[Text section]
'''
The compiler performance tracking issue (#48547) defines the four main usage scenarios that we strive to support well. In order to measure how well we are actually doing, we define a benchmark for each scenario. Eventually, perf.rust-lang.org will provide a graph for each of scenario that shows how compile times develop over time.

Methodology

Compiler performance in each scenario is measured by the sum of all build times for a given set of projects. The build settings depend on the usage scenario. The set of projects should contain small, medium, and large ones.

Benchmarks

FROM-SCRATCH - Compiling a project from scratch

Compile the listed projects with each of the following combinations:

  • non-optimized & non-incremental
  • non-optimized & incremental (w/ empty cache)
  • optimized (-Ccodegen-units=8, no LTO) & non-incremental
  • optimized (no LTO) & incremental (w/ empty cache)

Projects:

  • style-servo
  • script-servo
  • encoding-rs
  • clap-rs
  • regex
  • helloworld
  • crates.io
  • hyper
  • html5ever
  • tokio-webpush-simple
  • inflate
  • syn
  • futures
  • piston-image
  • ripgrep
  • webrender
  • cargo
  • winapi
  • stm32f103xx

SMALL-CHANGE - Re-Compiling a project after a small change

For this scenario, we re-compile the project incrementally with a full cache
after a println!() statement has been added somewhere.

  • non-optimized & incremental (w/ full cache)
    • style-servo
    • script-servo
    • encoding-rs (cargo test --lib --no-run)
    • clap-rs (cargo test --no-run)
    • regex (cargo test --lib --no-run)
    • crates.io
    • syn (cargo test --no-run)
    • futures (cargo test --test=all --no-run)
    • tokio-webpush-simple
    • ripgrep
    • webrender
  • optimized (no LTO) & incremental (w/ full cache)
    • style-servo
    • script-servo
    • tokio-webpush-simple
    • crates.io
    • ripgrep
    • webrender
    • cargo

RLS - Continuously re-compiling a project for the Rust Language Server

For this scenario, we run cargo check incrementally with a full cache
after a println!() statement has been added somewhere.

  • cargo check, non-optimized & incremental (w/ full cache)
'''
[Short problem]
Answer these questions about the compiler benchmark text above:
(a) What is compiler performance in each scenario measured by?
(b) In the SMALL-CHANGE scenario, what statement is added before the project is re-compiled?
(c) What command does the RLS scenario run incrementally?

(Position identification material)
'''
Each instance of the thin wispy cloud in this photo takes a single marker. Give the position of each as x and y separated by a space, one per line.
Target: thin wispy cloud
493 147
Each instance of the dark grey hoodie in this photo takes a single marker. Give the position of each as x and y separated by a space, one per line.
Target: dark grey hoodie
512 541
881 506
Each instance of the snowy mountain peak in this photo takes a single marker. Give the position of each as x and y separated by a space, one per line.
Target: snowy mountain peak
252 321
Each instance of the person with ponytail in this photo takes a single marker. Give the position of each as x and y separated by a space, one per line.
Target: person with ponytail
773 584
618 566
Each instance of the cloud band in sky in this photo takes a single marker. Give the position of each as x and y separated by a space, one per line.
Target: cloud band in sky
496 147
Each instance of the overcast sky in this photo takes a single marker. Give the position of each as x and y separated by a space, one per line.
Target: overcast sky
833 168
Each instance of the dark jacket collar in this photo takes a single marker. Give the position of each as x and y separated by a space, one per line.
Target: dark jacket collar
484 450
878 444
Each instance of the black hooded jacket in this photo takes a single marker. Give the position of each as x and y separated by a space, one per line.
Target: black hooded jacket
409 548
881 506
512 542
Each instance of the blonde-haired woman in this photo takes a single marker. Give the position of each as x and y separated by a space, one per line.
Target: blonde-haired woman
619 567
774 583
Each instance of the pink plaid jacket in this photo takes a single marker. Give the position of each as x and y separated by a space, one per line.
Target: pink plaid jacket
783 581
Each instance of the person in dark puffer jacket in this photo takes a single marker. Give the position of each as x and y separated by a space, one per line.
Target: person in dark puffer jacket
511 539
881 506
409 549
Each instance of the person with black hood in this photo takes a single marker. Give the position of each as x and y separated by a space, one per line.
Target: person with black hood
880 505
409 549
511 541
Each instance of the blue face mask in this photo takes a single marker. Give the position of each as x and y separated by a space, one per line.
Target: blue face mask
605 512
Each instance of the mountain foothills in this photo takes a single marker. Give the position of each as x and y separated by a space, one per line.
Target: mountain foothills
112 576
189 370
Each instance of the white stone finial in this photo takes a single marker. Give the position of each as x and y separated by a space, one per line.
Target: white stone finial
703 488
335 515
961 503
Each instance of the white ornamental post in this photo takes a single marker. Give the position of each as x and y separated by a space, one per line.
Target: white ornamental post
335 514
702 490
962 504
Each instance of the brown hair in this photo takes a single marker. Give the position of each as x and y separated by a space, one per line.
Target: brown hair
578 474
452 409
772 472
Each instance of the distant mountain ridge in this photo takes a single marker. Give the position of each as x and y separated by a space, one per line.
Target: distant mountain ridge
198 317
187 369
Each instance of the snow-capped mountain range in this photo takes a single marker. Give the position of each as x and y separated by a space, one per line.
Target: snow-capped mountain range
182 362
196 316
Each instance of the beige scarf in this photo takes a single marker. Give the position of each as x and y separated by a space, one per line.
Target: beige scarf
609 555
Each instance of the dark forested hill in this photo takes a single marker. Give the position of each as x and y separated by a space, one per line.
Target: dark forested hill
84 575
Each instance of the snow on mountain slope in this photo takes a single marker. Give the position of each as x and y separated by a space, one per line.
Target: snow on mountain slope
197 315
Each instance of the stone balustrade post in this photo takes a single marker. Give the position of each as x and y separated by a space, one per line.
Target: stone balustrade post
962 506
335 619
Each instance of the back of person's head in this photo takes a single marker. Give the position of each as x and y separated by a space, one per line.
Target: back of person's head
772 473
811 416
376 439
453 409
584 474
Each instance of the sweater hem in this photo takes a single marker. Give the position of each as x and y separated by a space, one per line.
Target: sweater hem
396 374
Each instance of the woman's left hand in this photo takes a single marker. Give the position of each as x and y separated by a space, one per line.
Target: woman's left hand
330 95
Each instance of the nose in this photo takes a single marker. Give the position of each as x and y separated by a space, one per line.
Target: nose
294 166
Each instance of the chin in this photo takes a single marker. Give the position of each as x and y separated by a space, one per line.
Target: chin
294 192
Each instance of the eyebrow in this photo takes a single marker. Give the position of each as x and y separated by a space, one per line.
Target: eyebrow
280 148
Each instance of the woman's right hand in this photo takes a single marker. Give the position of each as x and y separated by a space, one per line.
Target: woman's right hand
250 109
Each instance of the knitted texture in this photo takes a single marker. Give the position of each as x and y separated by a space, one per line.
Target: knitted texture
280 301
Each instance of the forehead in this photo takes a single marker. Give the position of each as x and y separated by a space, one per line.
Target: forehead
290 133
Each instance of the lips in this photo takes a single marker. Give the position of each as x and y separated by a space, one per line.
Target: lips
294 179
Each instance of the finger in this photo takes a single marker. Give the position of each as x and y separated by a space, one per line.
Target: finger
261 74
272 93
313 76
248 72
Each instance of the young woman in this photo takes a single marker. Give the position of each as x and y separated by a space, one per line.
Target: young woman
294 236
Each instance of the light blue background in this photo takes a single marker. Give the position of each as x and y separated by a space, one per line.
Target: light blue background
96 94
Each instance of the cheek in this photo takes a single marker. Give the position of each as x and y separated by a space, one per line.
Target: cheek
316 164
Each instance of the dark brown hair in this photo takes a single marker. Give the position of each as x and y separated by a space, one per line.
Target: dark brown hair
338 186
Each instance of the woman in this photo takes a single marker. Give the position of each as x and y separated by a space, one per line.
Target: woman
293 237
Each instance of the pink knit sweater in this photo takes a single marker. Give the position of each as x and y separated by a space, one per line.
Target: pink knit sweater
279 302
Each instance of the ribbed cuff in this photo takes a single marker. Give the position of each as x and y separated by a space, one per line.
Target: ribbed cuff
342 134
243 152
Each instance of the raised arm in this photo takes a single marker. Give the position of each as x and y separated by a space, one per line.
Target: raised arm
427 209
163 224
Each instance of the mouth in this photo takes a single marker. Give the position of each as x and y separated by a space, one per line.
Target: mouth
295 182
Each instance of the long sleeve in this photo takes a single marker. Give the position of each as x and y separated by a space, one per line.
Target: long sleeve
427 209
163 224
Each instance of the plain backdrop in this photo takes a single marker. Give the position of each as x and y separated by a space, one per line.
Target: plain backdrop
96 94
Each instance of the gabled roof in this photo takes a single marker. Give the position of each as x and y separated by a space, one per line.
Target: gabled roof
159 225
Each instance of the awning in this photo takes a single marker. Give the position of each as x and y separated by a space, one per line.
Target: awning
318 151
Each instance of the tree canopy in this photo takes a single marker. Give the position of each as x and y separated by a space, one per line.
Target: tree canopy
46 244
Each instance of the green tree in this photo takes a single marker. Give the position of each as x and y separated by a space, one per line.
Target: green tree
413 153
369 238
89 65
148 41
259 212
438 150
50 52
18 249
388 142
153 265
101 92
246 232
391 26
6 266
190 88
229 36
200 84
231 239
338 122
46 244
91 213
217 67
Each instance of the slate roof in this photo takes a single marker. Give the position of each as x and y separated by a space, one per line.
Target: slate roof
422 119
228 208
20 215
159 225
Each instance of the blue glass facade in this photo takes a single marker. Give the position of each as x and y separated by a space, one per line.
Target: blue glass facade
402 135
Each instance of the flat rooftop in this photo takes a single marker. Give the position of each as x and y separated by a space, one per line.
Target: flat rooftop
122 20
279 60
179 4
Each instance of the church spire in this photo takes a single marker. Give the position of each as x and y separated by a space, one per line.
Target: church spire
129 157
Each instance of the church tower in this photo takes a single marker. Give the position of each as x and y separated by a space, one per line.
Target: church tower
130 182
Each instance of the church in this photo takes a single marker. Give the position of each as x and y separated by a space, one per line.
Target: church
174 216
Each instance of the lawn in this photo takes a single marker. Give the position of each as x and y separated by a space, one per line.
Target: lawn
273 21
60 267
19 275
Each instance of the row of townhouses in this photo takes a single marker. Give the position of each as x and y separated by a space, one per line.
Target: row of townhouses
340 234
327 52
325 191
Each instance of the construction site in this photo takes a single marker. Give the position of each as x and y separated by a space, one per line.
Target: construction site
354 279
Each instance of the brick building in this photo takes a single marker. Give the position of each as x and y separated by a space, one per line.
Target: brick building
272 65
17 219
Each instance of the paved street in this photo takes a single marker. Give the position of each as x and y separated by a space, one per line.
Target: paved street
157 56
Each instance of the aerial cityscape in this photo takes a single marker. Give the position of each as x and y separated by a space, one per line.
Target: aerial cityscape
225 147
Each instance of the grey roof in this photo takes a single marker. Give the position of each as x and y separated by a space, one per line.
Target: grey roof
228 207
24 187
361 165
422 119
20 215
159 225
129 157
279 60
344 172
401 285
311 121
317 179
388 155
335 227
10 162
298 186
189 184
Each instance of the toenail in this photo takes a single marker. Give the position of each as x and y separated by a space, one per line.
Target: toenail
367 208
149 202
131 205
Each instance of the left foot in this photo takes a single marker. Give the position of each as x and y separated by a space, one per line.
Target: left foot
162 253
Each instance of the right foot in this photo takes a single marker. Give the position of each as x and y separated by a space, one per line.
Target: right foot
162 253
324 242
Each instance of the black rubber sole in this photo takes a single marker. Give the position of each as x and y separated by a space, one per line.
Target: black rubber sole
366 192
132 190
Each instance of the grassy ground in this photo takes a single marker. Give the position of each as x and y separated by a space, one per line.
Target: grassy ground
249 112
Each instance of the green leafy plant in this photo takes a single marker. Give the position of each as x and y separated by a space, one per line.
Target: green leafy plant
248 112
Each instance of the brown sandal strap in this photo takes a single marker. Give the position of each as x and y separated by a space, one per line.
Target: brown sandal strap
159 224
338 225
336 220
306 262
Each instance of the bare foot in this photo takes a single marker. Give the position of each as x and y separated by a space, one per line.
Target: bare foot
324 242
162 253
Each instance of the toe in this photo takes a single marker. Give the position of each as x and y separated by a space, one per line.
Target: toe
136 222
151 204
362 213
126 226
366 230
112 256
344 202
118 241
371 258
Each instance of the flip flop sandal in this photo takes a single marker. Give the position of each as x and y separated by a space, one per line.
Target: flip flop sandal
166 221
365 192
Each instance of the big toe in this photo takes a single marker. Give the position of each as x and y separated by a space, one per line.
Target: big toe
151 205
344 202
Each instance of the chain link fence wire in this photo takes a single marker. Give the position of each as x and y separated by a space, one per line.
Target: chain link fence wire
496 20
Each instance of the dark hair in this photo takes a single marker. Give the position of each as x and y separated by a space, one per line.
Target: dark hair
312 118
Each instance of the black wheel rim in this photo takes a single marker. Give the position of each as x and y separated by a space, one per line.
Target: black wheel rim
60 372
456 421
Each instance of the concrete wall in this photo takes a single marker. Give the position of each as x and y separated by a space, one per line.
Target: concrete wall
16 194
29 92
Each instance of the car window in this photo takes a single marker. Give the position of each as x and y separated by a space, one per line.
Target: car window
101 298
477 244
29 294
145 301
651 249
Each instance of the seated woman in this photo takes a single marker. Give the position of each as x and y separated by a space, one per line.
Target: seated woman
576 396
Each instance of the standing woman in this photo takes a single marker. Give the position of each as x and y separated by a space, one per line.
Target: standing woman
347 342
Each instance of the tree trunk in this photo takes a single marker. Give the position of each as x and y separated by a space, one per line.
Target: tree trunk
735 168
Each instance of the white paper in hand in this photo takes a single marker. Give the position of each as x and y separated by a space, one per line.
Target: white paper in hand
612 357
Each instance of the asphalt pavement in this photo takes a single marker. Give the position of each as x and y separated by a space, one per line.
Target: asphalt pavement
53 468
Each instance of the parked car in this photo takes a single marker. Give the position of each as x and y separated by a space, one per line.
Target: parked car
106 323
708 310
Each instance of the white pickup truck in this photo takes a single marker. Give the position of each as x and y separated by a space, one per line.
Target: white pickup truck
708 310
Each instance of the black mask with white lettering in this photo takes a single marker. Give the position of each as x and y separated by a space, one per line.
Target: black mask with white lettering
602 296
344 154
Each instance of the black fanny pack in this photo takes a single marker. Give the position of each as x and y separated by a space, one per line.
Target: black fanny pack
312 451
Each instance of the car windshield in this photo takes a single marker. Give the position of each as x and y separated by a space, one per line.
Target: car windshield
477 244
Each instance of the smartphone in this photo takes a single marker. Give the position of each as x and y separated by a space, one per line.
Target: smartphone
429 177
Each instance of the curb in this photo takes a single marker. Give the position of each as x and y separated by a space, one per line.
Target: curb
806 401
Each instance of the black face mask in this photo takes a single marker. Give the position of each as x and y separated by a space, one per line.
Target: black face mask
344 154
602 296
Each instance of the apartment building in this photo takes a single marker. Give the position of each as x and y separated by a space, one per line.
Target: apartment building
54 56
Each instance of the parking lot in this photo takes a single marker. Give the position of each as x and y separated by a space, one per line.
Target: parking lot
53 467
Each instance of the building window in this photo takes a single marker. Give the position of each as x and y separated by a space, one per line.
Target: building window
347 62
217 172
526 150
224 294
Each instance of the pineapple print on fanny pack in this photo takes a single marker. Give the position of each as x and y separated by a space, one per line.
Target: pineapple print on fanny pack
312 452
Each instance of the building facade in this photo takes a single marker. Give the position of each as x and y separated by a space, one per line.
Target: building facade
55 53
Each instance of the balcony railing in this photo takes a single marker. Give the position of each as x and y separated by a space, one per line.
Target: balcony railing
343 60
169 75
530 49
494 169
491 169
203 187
'''
[Output for this exercise]
(a) The sum of all build times for a given set of projects.
(b) A println!() statement.
(c) cargo check.